## Aim:
Set the listing down unchanged, minus every embedded image.

## The records:
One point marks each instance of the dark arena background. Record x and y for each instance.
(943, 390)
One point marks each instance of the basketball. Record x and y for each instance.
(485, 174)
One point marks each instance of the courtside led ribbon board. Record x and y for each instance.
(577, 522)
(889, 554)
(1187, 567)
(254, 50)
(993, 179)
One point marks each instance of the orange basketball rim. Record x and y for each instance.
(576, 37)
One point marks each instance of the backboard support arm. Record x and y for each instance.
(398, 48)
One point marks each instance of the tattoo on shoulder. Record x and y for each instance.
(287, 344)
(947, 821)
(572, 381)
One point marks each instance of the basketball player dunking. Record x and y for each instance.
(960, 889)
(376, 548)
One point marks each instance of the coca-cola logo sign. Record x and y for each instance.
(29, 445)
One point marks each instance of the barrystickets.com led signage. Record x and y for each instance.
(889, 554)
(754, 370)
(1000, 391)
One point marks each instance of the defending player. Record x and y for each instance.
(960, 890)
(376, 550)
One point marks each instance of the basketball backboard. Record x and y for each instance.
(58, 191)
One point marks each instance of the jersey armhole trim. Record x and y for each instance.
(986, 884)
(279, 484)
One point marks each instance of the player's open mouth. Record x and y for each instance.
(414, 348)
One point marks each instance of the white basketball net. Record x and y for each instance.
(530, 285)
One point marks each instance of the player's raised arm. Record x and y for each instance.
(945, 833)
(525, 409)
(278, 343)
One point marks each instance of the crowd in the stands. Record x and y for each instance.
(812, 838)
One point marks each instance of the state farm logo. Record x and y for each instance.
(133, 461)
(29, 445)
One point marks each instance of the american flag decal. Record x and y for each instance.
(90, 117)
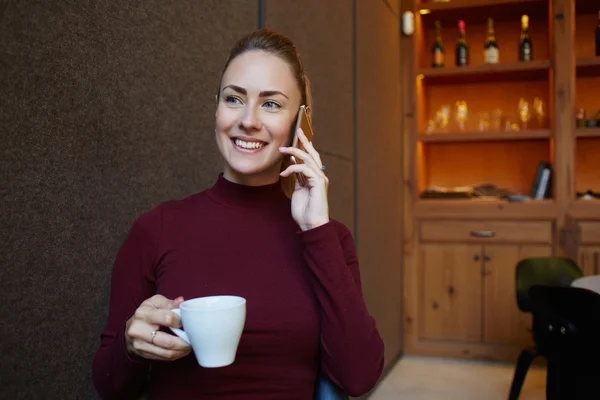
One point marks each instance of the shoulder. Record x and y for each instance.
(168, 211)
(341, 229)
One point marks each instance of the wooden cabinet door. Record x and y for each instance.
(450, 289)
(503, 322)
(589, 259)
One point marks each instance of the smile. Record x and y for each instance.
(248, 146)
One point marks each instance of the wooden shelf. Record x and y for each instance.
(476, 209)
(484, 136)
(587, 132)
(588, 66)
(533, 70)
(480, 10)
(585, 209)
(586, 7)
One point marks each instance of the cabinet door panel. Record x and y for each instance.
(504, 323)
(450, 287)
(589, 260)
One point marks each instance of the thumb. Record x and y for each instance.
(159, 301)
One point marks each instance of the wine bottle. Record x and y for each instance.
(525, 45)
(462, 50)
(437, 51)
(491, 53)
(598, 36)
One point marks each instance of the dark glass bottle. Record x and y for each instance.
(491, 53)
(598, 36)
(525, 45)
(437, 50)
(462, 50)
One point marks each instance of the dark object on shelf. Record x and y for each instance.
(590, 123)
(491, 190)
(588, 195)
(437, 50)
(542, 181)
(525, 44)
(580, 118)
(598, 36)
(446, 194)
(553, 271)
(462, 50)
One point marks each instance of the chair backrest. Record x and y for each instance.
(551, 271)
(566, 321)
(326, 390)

## Full answer:
One point marks each instance of the dark arena background. Record x and y for each instance.
(943, 390)
One point marks each instance of the basketball. Record x and y for each instance.
(485, 174)
One point marks each instance of the courtside led ribbon board. Record x and y for each instance.
(577, 522)
(889, 554)
(1187, 567)
(254, 50)
(993, 179)
One point marks each instance of the orange basketball rim. Record x and y for each instance.
(576, 37)
One point marks each instance of the backboard support arm. Record x and y for each instance.
(398, 48)
One point marks each instance of the tattoo on shoulder. Record x and y for each instance.
(287, 344)
(947, 821)
(572, 381)
One point marks each instance of the basketball player dunking. Record x and y for each instance.
(960, 889)
(376, 548)
One point marks each instance of the coca-cola logo sign. Record x and y for each instance.
(29, 445)
One point marks each instance of the barrystickets.com led signage. Record x and y for each instance.
(889, 554)
(754, 370)
(1000, 391)
One point marks each instance of the defending player. Record x and y for each instance.
(960, 890)
(376, 550)
One point marks each instance of the basketball backboard. Record x and y for each instance.
(58, 191)
One point marks each instance of the jersey armhole trim. Record x and y for each instance.
(986, 884)
(279, 484)
One point marks each instance of the player's open mouth. Record x and y for each instance.
(414, 348)
One point marks each instance of the white basketball net. Record x and y for each instance.
(530, 285)
One point marks each instance of the player's raised arm. Record x and y for each instance.
(945, 833)
(525, 409)
(278, 343)
One point marks each instance of the crowd in the stands. Record x and y for each instance.
(812, 838)
One point marks each instance of the state farm logo. Record x and y for each instance.
(133, 461)
(29, 445)
One point marks each instance of the american flag decal. Record x and y for each instance.
(90, 117)
One point marks each instance of the shoulder. Record x and y for each instance.
(168, 211)
(341, 229)
One point marks each instance of the wooden cabinet door. Record x and y for each instance.
(450, 289)
(503, 322)
(589, 259)
One point marks each instance of the smile. Record x and y for each instance.
(248, 146)
One point marks each instance of the wooden shelf. Record x and y for each instance.
(476, 209)
(484, 136)
(587, 132)
(588, 66)
(533, 70)
(480, 10)
(585, 209)
(586, 7)
One point marks each instance of the cabinet door panel. Record x and y for each instance.
(504, 323)
(450, 287)
(589, 260)
One point marks each instance of the thumb. Record x and y for each instance.
(159, 301)
One point marks each instance of the wine bottle. Record x and y for each instance.
(525, 45)
(462, 50)
(437, 51)
(491, 53)
(598, 36)
One point marks each instance of the dark glass bottle. Record x and y for each instance.
(491, 53)
(598, 36)
(525, 45)
(437, 50)
(462, 50)
One point marks each instance of the dark object on shelf. Record x and y for each instance.
(590, 123)
(491, 190)
(588, 195)
(437, 50)
(542, 181)
(525, 44)
(580, 118)
(598, 36)
(446, 194)
(553, 271)
(462, 50)
One point marks each instance of the chair backrest. Record x and y for each instance.
(551, 271)
(566, 321)
(326, 390)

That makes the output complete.